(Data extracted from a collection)
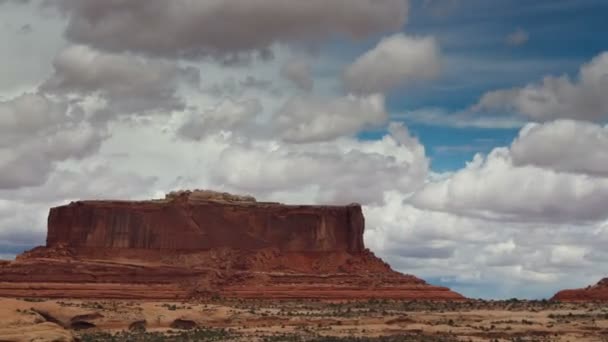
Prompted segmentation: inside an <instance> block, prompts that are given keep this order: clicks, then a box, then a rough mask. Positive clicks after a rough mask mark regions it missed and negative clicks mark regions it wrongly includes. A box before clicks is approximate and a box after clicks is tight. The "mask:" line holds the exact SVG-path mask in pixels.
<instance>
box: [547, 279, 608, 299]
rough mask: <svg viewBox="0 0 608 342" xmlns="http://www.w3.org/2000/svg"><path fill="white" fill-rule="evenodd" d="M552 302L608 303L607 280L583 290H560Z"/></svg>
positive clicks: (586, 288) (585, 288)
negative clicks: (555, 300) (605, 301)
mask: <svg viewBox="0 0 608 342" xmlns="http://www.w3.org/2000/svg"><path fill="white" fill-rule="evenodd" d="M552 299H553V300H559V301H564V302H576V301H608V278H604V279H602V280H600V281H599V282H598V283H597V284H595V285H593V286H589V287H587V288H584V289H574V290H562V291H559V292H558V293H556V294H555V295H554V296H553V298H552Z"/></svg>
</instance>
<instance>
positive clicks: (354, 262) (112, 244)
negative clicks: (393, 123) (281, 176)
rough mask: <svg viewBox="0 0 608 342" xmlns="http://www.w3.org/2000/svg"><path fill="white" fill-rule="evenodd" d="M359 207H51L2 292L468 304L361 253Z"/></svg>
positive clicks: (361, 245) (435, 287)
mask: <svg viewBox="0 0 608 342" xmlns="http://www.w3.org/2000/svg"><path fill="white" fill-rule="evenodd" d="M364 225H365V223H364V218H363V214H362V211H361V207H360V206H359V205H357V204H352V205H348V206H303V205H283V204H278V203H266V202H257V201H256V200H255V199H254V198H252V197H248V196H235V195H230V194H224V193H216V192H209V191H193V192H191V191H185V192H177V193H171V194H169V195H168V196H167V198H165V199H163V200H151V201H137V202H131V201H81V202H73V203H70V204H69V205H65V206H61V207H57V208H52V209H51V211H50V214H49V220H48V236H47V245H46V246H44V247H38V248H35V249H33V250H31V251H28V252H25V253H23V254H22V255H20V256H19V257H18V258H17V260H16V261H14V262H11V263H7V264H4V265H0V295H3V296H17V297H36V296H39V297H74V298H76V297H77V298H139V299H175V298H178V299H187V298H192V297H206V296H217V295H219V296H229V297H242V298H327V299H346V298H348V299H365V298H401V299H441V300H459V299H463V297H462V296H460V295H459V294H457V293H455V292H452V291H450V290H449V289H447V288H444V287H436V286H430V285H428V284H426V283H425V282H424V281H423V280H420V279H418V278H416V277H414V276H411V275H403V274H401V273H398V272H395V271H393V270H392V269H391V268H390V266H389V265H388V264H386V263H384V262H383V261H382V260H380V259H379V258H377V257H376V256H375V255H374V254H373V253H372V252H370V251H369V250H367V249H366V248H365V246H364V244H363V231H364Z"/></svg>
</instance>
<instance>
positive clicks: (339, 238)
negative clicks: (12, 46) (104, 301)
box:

...

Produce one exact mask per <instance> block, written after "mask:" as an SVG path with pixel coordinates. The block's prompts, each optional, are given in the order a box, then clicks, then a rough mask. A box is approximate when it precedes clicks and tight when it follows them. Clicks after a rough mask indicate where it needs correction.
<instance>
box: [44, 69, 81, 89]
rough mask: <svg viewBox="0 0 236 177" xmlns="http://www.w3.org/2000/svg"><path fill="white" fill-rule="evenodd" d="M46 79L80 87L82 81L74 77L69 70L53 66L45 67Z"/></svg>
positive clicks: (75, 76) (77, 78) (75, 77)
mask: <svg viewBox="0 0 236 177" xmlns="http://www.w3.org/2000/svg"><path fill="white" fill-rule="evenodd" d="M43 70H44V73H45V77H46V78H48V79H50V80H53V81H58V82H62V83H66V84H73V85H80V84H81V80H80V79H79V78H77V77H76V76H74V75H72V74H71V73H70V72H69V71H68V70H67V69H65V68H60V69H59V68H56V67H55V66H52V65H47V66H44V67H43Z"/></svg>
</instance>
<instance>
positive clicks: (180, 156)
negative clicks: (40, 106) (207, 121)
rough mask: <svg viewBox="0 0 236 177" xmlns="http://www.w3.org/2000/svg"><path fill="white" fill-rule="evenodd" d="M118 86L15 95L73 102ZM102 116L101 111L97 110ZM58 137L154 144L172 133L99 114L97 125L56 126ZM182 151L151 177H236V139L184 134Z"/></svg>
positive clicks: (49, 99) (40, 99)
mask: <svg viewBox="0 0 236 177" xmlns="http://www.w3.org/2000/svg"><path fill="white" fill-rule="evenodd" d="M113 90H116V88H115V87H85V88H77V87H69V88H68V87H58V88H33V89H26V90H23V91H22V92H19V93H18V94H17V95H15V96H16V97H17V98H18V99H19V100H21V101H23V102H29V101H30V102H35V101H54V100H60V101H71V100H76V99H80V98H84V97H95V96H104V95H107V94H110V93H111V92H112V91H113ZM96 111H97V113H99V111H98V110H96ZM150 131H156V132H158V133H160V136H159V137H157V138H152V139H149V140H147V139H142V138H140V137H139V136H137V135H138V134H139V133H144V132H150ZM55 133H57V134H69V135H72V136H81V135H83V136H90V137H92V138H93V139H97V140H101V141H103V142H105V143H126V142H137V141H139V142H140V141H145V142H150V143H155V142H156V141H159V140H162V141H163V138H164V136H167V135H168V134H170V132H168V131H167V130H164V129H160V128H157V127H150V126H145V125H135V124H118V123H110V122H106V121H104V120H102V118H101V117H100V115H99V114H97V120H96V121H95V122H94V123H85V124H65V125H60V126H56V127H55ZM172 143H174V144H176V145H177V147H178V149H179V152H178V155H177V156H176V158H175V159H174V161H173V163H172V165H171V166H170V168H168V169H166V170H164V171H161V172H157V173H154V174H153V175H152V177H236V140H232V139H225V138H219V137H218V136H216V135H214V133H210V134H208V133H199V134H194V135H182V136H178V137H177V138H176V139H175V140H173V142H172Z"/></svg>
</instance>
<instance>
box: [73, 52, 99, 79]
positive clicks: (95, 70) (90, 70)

▶ [EXERCISE INSTRUCTIONS]:
Copy the lines of the material above, from the one containing "Produce one exact" through the one containing "79L80 87L82 81L74", both included, with no changes.

▶ [RESULT FOR THIS TASK]:
Produce one exact mask per <instance> block, written after "mask:" as an SVG path with pixel coordinates. The block's prompts, each optional, are given in the order a box, then clicks, then a rough mask. A box is approximate when it precedes clicks and tight when it follows them. Clicks after a rough mask indicate where it needs correction.
<instance>
box: [44, 69, 81, 89]
rough mask: <svg viewBox="0 0 236 177" xmlns="http://www.w3.org/2000/svg"><path fill="white" fill-rule="evenodd" d="M46 79L80 87L82 81L74 77L69 70L53 66L45 67Z"/></svg>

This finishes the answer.